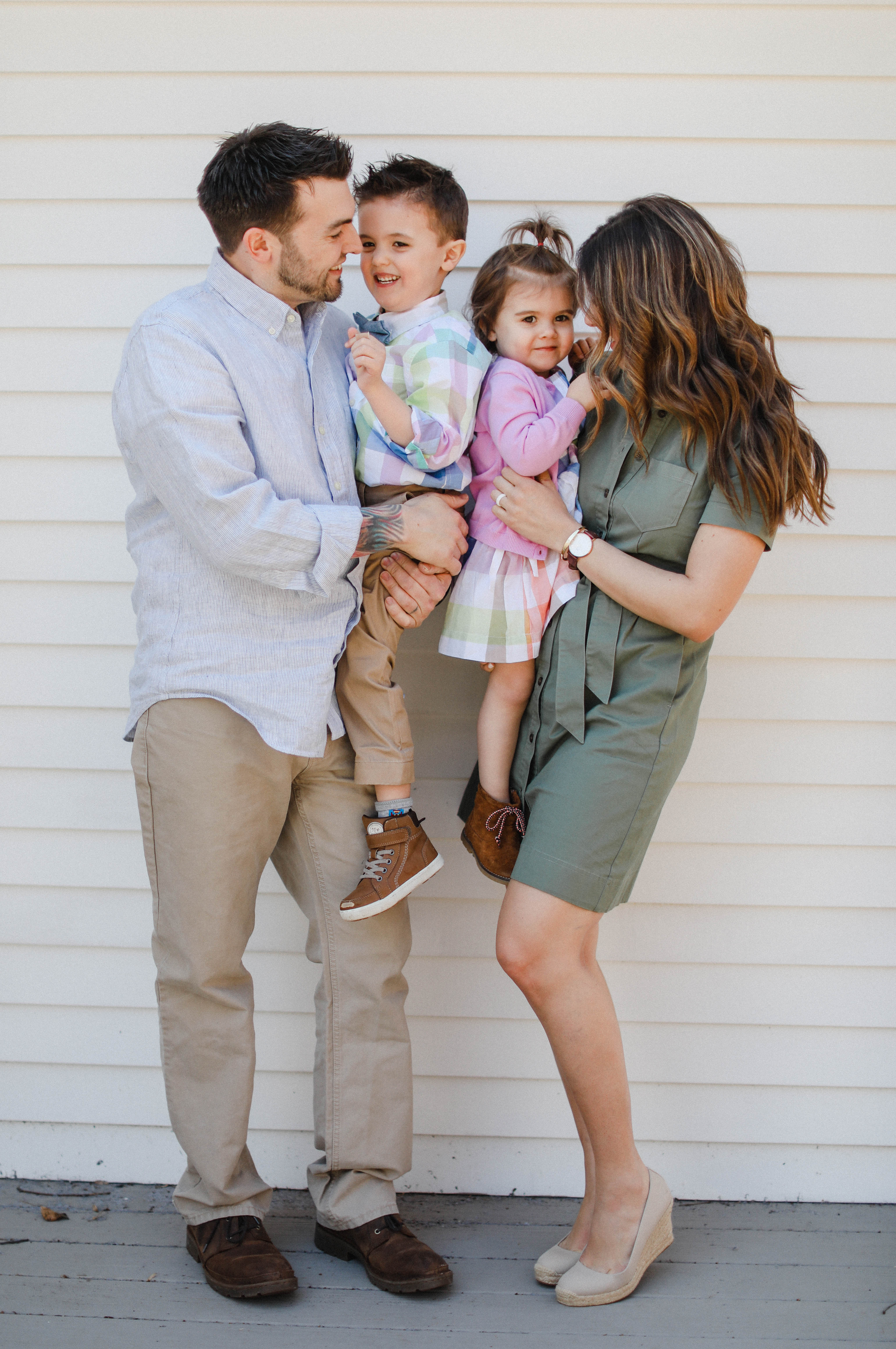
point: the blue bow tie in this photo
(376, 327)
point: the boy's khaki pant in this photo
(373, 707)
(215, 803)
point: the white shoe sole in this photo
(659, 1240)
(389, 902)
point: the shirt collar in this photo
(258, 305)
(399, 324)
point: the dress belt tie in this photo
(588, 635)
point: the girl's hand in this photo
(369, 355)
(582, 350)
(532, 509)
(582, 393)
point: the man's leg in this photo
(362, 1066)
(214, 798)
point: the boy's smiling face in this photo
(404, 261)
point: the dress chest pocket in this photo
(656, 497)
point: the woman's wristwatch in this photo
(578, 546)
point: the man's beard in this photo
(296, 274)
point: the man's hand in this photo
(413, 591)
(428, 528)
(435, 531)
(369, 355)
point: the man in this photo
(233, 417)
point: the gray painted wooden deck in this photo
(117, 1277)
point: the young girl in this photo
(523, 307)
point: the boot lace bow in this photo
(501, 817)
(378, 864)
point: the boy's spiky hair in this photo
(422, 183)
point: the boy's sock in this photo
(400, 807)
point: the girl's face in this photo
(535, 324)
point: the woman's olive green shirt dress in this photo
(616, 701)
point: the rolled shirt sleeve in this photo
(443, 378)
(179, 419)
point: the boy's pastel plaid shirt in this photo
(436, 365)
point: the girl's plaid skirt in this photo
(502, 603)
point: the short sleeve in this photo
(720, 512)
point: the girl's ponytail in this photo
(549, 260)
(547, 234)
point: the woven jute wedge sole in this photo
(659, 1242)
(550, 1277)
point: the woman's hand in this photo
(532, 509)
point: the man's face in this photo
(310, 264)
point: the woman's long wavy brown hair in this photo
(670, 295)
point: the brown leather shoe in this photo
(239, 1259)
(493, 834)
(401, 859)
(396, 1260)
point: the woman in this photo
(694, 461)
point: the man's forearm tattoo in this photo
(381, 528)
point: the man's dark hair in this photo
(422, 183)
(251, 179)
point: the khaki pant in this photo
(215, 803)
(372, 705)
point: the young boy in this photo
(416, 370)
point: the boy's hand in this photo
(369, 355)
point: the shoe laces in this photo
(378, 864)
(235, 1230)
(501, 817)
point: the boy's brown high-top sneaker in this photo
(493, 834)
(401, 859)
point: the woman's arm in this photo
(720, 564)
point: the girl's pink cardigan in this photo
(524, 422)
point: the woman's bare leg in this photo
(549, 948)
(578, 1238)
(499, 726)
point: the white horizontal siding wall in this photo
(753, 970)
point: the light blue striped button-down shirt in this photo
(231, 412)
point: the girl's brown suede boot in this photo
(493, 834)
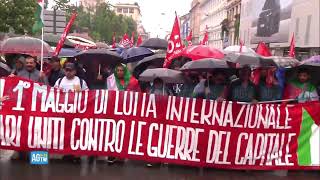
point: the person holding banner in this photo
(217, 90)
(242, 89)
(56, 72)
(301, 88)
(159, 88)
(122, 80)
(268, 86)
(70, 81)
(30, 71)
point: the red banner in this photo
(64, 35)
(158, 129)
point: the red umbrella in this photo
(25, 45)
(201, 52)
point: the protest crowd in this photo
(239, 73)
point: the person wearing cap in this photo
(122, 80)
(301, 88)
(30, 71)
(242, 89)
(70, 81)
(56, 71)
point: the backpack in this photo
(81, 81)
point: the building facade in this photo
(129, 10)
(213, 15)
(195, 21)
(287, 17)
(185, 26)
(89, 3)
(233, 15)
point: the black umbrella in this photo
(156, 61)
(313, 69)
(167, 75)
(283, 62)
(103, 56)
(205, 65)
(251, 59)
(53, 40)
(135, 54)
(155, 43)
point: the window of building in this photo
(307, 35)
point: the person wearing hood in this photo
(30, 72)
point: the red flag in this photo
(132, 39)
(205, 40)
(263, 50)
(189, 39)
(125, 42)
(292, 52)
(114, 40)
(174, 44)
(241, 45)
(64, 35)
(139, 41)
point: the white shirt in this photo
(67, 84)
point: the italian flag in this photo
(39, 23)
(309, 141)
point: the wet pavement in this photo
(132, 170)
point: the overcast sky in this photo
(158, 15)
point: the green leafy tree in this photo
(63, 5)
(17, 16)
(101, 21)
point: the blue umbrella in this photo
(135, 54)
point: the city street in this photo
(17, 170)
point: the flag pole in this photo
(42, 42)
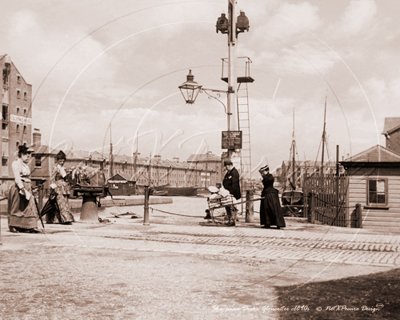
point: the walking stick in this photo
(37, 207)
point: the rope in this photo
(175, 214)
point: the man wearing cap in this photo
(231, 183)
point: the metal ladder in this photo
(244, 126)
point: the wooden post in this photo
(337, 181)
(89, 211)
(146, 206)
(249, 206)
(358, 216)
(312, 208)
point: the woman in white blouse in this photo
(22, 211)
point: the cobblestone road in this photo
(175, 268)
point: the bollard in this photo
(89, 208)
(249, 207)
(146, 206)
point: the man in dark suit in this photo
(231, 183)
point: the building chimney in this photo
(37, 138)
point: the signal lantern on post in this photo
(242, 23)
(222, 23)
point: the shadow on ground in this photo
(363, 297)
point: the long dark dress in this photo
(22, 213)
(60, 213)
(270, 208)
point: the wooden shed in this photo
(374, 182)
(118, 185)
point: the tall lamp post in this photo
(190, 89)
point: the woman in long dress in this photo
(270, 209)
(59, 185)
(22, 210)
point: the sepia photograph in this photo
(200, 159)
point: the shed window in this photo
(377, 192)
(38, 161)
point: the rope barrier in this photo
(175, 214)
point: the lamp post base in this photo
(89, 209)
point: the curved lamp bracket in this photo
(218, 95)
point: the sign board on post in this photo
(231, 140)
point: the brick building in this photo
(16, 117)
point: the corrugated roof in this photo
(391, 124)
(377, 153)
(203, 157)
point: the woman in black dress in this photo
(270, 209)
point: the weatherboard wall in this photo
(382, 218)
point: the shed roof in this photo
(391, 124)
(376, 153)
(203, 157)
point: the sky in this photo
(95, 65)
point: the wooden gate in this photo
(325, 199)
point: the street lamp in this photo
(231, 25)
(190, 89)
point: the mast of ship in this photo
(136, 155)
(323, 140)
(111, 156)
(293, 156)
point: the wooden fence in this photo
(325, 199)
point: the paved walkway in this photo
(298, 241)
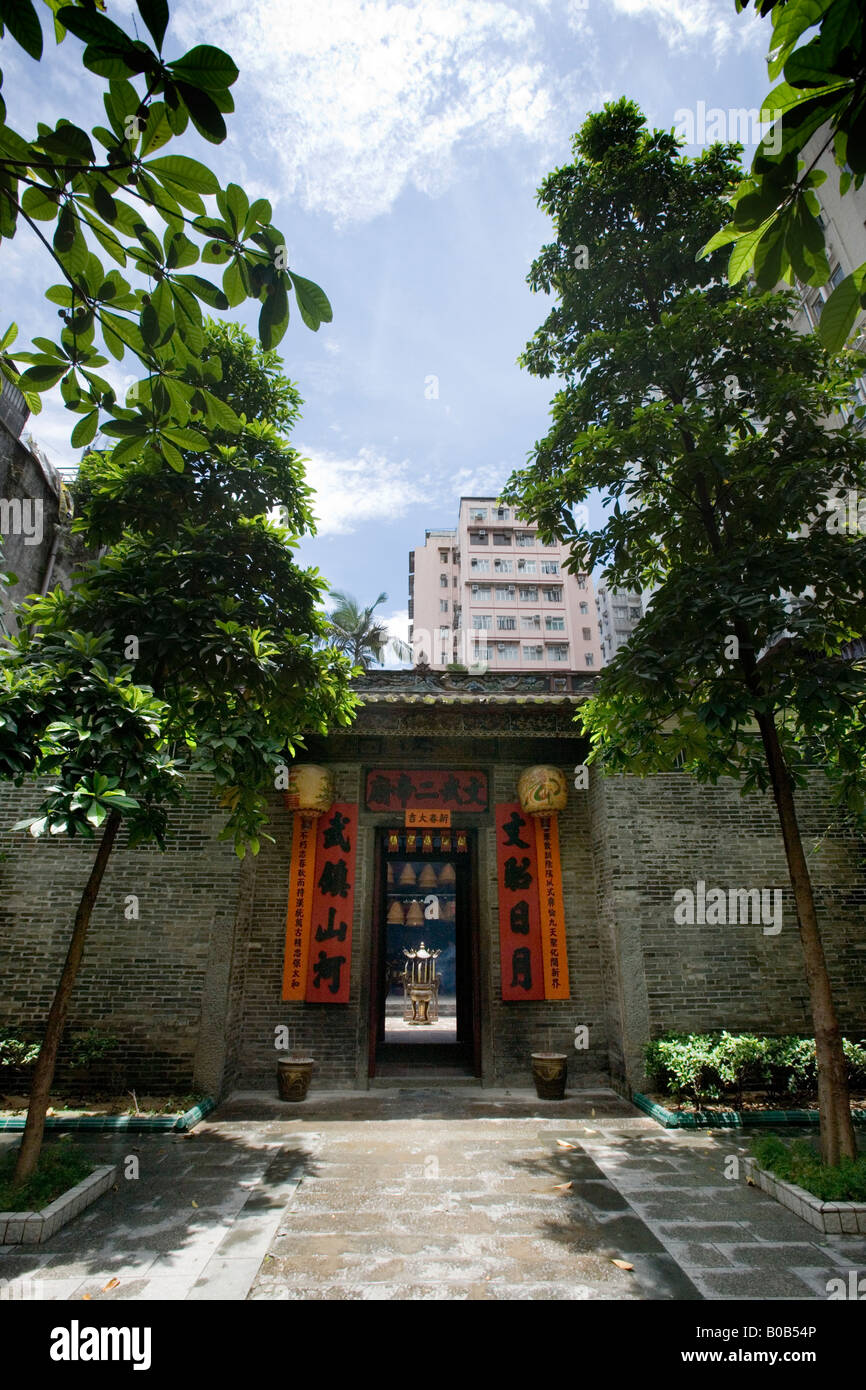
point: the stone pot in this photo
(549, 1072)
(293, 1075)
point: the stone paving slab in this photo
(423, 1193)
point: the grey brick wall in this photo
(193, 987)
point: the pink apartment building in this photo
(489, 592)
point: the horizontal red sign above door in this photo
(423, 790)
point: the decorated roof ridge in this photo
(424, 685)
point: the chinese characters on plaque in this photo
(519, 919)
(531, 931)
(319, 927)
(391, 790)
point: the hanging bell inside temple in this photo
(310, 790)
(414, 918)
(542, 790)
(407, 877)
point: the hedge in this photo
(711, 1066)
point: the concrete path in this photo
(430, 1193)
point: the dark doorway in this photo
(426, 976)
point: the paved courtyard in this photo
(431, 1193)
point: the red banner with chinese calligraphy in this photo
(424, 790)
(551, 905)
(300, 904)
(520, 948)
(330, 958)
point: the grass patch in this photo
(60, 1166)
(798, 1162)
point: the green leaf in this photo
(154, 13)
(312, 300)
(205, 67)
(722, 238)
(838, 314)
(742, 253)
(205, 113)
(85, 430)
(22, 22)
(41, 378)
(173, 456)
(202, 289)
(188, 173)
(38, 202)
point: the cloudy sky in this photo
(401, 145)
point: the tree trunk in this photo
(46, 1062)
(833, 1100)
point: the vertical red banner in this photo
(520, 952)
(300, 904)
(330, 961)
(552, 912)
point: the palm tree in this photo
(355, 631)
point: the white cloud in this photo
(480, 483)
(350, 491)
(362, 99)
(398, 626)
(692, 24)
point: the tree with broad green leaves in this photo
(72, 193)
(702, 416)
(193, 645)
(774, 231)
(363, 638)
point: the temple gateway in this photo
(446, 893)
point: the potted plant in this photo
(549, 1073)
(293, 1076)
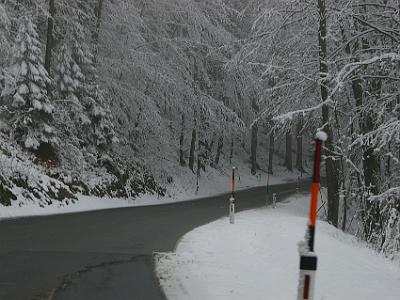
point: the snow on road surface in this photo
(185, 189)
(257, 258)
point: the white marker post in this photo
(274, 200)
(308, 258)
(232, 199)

## [TO DO]
Copy all of the records above word for word, leaving out the pictures.

## [TASK OUTPUT]
point: the blue bow tie in this photo
(376, 327)
point: the boy's khaki pant in this photo
(373, 707)
(215, 803)
point: the white shoe sole in this photo
(659, 1240)
(389, 902)
point: the shirt collar in this photo
(258, 305)
(399, 324)
point: the dress belt tie in this photo
(588, 635)
point: the girl's hand in this photo
(369, 355)
(582, 350)
(532, 509)
(582, 393)
point: the man's leg in this photo
(362, 1066)
(214, 798)
point: the boy's smiling face in this photo
(404, 261)
point: the dress chest pocket in this photo
(656, 497)
point: the woman's wristwatch in this photo
(578, 546)
point: the man's beard in this photo
(296, 274)
point: the man's hand in this photo
(413, 591)
(428, 528)
(435, 531)
(369, 355)
point: the man in this photo
(233, 417)
point: the gray painted wooden deck in this photo
(117, 1277)
point: the young girl in this photo
(523, 307)
point: the boot lace bow in this photo
(501, 817)
(378, 864)
point: the boy's spiky hair in this photo
(422, 183)
point: the boy's sock in this photo
(400, 807)
point: the girl's face in this photo
(535, 324)
point: the woman's olive green shirt dress in this photo
(616, 701)
point: the rolled shirt sleeve in this photo
(443, 378)
(179, 419)
point: the boy's pastel plaid shirt in this photo
(436, 365)
point: the girl's plaid skirt in this photo
(502, 603)
point: the short sleeve in this photo
(720, 512)
point: the girl's ponytail in this photo
(549, 260)
(547, 234)
point: the woven jute wedge sole in this photo
(659, 1242)
(550, 1277)
point: the woman's hand in this photo
(532, 509)
point: the man's face in this photo
(310, 264)
point: the woman's long wavy brown hair in this photo
(670, 295)
point: the brown leather shoe in this photo
(239, 1259)
(493, 834)
(401, 859)
(396, 1260)
point: the woman in this photo
(694, 461)
point: the man's forearm tattoo in this photo
(381, 528)
point: the man's dark hair in this photo
(422, 183)
(251, 179)
point: the khaki pant in this photo
(215, 803)
(372, 705)
point: the young boy in this photo
(416, 370)
point: the boy's hand in this photo
(369, 355)
point: the shoe laces in this photo
(378, 864)
(235, 1230)
(501, 817)
point: the boy's brown high-top sneaker in this photo
(493, 834)
(401, 859)
point: the woman's arm in this photo
(720, 564)
point: the girl's pink cardigan in this photo
(524, 422)
point: the woman's bare leg in this photo
(549, 948)
(578, 1238)
(499, 726)
point: the white horizontal siding wall in this photo
(753, 970)
point: the light blue striped button-down shirt in this photo
(231, 412)
point: the girl's brown suede boot in this photo
(493, 834)
point: the person holding banner in this photo
(217, 90)
(242, 89)
(56, 72)
(301, 88)
(159, 88)
(122, 80)
(268, 86)
(70, 81)
(30, 71)
point: the red banner in this photo
(64, 35)
(158, 129)
point: the red umbrella in this photo
(25, 45)
(201, 52)
point: the protest crowd in this photo
(239, 73)
point: the person wearing cap in this photo
(122, 80)
(301, 88)
(30, 71)
(242, 89)
(70, 81)
(56, 71)
point: the backpack in this photo
(81, 81)
point: the building facade in this photo
(129, 10)
(213, 15)
(195, 21)
(287, 17)
(185, 26)
(89, 3)
(233, 15)
point: the black umbrella in this photo
(156, 61)
(313, 69)
(167, 75)
(283, 62)
(103, 56)
(205, 65)
(251, 59)
(53, 40)
(135, 54)
(155, 43)
point: the window of building in this photo
(307, 35)
point: the person wearing hood in this photo
(30, 72)
point: the red flag in this photo
(132, 39)
(205, 40)
(263, 50)
(189, 39)
(125, 42)
(292, 52)
(114, 40)
(174, 44)
(241, 45)
(64, 35)
(139, 41)
point: the white shirt in this photo
(67, 84)
point: the italian flag in this photo
(39, 23)
(309, 141)
point: the wet pavement in this photo
(132, 170)
point: the overcast sky in this photo
(158, 15)
point: the green leafy tree in this photo
(63, 5)
(17, 16)
(101, 21)
point: the blue umbrella in this photo
(135, 54)
point: the city street in this photo
(17, 170)
point: the flag pole in this photo
(42, 42)
point: the walking stick in this photo
(37, 207)
point: the rope in this photo
(175, 214)
point: the man wearing cap in this photo
(231, 183)
point: the metal ladder in this photo
(244, 126)
point: the wooden post in this photo
(337, 181)
(89, 211)
(146, 206)
(249, 206)
(358, 216)
(312, 208)
point: the woman in white blouse in this photo
(22, 211)
point: the cobblestone road in this photo
(175, 268)
point: the bollard in this photo
(89, 208)
(249, 207)
(146, 206)
point: the man in dark suit in this photo
(231, 183)
point: the building chimney in this photo
(37, 138)
point: the signal lantern on post in this photo
(242, 23)
(222, 23)
point: the shadow on ground in this photo
(363, 297)
point: the long dark dress in this photo
(22, 213)
(60, 213)
(270, 208)
point: the wooden shed in this photo
(374, 182)
(118, 185)
point: the tall lamp post in this photo
(190, 89)
point: the woman in long dress in this photo
(270, 209)
(59, 185)
(22, 210)
point: the sepia photograph in this photo
(200, 159)
point: the shed window in this photo
(377, 192)
(38, 161)
point: the rope barrier in this photo
(175, 214)
point: the lamp post base in this photo
(89, 209)
point: the curved lamp bracket in this photo
(218, 95)
point: the sign board on post in this photo
(231, 140)
point: the brick building in this photo
(16, 117)
point: the corrugated roof in this photo
(391, 124)
(377, 153)
(203, 157)
point: the woman in black dress in this photo
(270, 209)
point: the weatherboard wall in this photo
(382, 218)
point: the shed roof in this photo
(391, 124)
(376, 153)
(203, 157)
point: the sky in this photo
(95, 65)
point: the wooden gate in this photo
(325, 199)
point: the street lamp in this photo
(231, 25)
(190, 89)
point: the mast of ship in this photo
(136, 155)
(323, 140)
(111, 156)
(293, 156)
point: the wooden fence in this photo
(325, 199)
point: the paved walkway in this photo
(298, 241)
point: the stone pot in this photo
(549, 1072)
(293, 1075)
point: the stone paving slab in this photo
(423, 1193)
point: the grey brick wall in this photo
(193, 987)
point: the pink apartment building in this photo
(489, 592)
point: the horizontal red sign above door in this photo
(423, 790)
point: the decorated roof ridge in this photo
(424, 685)
point: the chinese characters on plaque in this photo
(519, 919)
(531, 931)
(319, 927)
(391, 790)
point: the hanging bell inside temple in this photo
(310, 790)
(414, 918)
(542, 790)
(407, 877)
point: the hedge in this photo
(711, 1066)
point: the concrete path in this photo
(430, 1193)
point: the dark doorway in this photo
(426, 976)
point: the paved courtyard in this photo
(431, 1193)
point: the red banner with chinese calligraphy in this photo
(424, 790)
(551, 905)
(300, 904)
(520, 948)
(330, 958)
point: the grass patch in this photo
(60, 1166)
(798, 1162)
point: the green leaf in this photo
(154, 13)
(312, 300)
(205, 67)
(722, 238)
(838, 314)
(742, 253)
(205, 113)
(85, 430)
(22, 22)
(41, 378)
(173, 456)
(202, 289)
(188, 173)
(38, 202)
point: the cloudy sky in this photo
(401, 145)
point: the tree trunk in this photo
(46, 1062)
(833, 1100)
point: the vertical red banner in this photo
(520, 952)
(300, 904)
(330, 961)
(552, 912)
point: the palm tree in this photo
(355, 631)
point: the white cloud in this photo
(480, 483)
(350, 491)
(362, 99)
(398, 626)
(692, 24)
point: the tree with broad green leaves in this photo
(72, 193)
(702, 416)
(193, 645)
(774, 231)
(363, 638)
point: the temple gateway in this photo
(446, 893)
point: the potted plant in this photo
(549, 1073)
(293, 1076)
point: the snow on road surface in this photo
(185, 189)
(257, 258)
point: the white marker post in this photo
(274, 200)
(308, 258)
(232, 199)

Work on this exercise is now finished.